Material:
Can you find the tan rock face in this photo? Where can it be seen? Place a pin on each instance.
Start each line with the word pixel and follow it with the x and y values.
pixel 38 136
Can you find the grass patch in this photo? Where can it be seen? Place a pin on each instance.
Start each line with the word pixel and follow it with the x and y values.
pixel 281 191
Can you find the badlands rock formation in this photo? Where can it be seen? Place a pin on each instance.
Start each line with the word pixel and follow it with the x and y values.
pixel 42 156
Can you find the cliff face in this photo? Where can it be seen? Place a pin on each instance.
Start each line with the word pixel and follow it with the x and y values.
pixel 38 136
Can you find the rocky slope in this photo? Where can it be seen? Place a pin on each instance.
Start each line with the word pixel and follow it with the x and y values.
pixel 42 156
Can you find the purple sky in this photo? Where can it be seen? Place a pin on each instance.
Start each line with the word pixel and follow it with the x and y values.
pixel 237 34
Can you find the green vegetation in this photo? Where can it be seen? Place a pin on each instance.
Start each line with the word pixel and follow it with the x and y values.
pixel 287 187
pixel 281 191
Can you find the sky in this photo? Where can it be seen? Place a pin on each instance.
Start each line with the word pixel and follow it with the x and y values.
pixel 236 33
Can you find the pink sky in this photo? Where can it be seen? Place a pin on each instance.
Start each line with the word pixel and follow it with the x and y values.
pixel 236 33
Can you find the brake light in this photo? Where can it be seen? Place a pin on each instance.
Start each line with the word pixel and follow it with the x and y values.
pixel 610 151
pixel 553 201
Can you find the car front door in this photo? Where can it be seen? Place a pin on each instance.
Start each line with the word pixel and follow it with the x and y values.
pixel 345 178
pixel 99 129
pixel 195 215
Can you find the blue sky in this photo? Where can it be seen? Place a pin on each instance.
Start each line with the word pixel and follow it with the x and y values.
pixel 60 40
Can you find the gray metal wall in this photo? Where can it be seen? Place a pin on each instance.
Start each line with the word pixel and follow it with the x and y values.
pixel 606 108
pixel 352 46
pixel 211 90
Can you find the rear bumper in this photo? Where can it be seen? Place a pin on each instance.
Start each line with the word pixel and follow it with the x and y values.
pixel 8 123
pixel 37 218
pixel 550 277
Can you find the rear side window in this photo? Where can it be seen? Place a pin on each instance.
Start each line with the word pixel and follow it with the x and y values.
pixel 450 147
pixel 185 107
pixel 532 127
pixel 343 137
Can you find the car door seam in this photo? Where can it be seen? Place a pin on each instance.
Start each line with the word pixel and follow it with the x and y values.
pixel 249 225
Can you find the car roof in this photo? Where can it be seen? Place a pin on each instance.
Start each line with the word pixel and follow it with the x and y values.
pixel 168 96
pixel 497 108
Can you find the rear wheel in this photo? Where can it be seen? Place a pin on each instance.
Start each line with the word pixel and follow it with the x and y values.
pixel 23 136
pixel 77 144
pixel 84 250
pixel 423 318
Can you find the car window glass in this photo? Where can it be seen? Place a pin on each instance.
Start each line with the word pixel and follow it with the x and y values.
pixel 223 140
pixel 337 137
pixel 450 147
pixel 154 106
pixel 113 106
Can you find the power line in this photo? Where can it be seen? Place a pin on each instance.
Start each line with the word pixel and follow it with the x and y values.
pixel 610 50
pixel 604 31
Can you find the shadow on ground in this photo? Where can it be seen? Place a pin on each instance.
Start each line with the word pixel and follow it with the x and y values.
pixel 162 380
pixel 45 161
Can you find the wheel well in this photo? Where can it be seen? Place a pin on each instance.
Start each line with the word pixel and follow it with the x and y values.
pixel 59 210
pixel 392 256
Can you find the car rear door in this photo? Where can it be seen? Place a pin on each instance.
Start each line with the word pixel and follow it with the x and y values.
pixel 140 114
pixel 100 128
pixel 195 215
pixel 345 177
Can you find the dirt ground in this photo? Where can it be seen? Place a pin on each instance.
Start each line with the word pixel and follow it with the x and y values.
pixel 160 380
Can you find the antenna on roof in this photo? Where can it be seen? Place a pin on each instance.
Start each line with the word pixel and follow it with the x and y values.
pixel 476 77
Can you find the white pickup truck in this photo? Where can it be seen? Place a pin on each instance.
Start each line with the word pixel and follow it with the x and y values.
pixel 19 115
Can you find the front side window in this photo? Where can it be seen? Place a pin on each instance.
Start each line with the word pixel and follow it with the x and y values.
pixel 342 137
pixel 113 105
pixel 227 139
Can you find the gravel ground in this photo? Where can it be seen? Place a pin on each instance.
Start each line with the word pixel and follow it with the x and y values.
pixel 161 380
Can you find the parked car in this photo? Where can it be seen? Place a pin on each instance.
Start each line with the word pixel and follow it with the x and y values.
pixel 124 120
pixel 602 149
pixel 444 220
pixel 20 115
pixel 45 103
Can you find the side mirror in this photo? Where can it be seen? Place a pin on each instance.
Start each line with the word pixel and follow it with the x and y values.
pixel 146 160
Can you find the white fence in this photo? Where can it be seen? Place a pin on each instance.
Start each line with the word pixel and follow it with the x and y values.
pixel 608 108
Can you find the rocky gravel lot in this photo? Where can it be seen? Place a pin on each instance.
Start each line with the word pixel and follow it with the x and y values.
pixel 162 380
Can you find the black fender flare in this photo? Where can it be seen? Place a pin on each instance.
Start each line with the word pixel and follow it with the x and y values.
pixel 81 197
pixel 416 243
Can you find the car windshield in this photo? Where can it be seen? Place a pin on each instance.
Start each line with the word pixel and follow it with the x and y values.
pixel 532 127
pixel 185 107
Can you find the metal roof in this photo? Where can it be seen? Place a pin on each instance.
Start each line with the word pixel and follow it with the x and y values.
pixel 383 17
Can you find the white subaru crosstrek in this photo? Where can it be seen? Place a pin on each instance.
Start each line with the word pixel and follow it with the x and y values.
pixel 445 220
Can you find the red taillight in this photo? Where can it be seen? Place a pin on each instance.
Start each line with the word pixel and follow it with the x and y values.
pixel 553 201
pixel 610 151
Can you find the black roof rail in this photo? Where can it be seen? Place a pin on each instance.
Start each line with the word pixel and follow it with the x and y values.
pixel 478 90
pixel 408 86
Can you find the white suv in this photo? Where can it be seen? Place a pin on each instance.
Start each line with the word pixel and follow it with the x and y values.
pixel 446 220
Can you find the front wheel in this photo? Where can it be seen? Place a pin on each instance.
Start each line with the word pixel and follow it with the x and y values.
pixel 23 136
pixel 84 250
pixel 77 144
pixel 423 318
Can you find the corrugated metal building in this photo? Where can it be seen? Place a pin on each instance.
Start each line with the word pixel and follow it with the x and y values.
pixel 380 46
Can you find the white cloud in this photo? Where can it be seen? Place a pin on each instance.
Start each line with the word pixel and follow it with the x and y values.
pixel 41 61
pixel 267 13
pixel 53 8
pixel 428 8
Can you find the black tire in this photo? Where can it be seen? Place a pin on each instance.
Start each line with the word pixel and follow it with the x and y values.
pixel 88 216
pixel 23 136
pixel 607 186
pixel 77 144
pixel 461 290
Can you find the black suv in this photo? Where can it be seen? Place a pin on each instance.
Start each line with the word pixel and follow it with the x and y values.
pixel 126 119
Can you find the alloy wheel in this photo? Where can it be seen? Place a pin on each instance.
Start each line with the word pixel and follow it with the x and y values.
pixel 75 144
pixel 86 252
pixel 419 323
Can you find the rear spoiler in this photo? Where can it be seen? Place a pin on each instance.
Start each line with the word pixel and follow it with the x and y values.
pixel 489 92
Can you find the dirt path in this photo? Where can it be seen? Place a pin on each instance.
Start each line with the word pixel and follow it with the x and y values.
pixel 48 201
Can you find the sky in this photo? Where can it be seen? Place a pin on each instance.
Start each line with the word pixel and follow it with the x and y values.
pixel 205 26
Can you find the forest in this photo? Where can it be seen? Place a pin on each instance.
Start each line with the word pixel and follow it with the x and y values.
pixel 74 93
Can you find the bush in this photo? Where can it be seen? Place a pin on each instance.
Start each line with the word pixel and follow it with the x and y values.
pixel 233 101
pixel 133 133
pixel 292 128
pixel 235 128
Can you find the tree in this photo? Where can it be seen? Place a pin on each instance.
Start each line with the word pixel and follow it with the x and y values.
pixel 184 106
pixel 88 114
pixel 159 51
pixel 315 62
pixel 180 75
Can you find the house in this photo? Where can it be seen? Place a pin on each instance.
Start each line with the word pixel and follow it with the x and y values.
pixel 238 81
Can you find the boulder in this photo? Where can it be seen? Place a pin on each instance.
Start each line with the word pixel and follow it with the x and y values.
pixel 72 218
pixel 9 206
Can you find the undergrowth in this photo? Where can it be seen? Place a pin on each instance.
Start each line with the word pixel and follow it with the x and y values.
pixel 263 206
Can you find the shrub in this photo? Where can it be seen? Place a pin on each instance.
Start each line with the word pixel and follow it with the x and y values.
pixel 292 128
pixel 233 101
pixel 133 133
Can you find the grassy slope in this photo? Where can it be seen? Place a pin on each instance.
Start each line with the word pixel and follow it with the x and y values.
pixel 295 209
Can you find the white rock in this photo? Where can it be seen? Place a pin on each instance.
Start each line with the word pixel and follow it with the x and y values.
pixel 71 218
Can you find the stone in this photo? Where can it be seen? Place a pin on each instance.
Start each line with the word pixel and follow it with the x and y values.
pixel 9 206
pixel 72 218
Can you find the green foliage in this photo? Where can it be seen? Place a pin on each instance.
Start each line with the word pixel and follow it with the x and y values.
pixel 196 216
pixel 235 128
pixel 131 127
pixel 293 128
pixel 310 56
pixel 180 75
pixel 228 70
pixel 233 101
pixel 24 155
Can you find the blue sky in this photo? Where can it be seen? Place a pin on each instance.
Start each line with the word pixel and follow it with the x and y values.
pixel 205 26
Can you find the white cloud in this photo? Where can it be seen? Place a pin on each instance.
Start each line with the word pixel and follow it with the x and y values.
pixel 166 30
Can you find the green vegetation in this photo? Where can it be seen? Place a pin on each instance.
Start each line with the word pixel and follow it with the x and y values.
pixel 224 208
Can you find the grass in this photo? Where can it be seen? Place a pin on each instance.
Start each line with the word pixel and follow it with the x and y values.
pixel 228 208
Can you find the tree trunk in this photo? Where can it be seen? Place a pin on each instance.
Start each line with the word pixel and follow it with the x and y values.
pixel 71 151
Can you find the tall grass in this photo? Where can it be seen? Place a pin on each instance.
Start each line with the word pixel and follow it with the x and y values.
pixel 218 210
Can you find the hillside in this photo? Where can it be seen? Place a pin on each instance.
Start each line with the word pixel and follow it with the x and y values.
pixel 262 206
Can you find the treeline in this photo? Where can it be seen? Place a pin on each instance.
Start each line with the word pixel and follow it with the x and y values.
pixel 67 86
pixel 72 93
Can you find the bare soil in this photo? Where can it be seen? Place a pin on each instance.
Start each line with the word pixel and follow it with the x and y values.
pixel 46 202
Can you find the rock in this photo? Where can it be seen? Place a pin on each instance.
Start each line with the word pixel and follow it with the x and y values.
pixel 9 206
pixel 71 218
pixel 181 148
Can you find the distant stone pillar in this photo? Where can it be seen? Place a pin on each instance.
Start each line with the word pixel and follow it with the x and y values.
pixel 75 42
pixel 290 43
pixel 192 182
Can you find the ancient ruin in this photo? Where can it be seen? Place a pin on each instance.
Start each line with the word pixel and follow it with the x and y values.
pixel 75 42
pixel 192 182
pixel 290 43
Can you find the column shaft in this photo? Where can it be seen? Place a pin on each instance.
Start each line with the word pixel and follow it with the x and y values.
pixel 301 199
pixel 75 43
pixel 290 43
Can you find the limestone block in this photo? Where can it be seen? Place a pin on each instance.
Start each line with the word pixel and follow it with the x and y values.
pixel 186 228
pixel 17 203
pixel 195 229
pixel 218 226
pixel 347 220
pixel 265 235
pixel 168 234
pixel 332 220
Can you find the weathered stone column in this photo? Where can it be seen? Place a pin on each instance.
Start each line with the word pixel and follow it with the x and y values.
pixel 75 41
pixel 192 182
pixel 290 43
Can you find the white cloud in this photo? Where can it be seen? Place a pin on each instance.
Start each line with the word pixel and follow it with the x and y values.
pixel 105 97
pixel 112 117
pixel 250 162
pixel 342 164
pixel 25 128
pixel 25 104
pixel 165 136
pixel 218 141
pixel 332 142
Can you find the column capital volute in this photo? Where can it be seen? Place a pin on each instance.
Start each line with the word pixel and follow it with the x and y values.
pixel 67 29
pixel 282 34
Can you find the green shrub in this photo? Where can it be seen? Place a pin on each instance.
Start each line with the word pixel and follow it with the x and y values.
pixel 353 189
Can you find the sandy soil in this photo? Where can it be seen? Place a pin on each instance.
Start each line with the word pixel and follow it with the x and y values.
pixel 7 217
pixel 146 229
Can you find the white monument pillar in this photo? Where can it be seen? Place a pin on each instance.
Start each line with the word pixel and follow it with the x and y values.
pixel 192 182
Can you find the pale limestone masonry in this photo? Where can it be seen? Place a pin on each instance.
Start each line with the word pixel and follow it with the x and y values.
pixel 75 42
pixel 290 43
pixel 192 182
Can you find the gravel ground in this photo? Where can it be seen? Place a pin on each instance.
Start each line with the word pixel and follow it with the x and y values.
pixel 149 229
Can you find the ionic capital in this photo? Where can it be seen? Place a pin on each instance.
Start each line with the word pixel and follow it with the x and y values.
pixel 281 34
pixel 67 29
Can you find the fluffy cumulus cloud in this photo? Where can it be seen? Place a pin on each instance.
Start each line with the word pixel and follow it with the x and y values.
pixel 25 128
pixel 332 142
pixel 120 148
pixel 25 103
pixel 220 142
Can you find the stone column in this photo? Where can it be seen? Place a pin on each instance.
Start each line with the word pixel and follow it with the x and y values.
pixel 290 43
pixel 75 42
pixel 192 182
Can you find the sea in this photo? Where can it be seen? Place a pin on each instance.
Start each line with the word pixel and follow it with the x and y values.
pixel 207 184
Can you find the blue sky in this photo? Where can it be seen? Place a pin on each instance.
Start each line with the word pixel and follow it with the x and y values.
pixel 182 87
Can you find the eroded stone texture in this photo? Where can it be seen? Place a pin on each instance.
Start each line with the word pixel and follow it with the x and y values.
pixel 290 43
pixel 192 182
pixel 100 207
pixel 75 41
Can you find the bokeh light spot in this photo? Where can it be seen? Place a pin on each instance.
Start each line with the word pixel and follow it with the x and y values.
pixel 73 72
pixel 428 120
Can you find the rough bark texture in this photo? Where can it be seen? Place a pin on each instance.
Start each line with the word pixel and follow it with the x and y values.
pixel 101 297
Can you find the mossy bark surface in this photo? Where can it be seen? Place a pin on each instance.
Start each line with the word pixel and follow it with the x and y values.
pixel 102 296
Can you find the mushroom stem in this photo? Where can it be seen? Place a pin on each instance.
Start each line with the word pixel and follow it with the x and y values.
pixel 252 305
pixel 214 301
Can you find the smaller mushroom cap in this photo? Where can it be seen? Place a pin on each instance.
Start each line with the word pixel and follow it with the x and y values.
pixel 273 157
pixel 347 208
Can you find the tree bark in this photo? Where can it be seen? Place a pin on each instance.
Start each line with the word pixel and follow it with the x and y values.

Given problem: Rewrite every line of the entries above, from the first one up to and including the line with "pixel 237 34", and offset each x and y coordinate in the answers by -10.

Final answer:
Can you find the tan rock face in this photo? Where can it be seen? Place a pin on each instance.
Start each line with the word pixel and follow it with the x and y values.
pixel 28 126
Can you find the grass patch in this photo? Where can it be seen? Place a pin on each instance.
Start each line with the word pixel and follow it with the x and y values.
pixel 271 181
Can you find the badlands rock formation in this photo? Where can it be seen? Place a pin on each instance.
Start each line with the word pixel and follow it with the x and y values.
pixel 32 146
Can you find the cliff face in this photo? Where can it be seen? Place a pin on each instance.
Start each line with the word pixel and follow it with the x and y values.
pixel 28 126
Can you find the rocky slope in this photo? Where can it be seen? Place a pin on each instance.
Start each line with the word pixel and follow it with the x and y values.
pixel 32 146
Can you find the purple sky in this photo? Where can it be seen? Place a pin on each instance.
Start each line with the word pixel and follow it with the x and y values.
pixel 227 24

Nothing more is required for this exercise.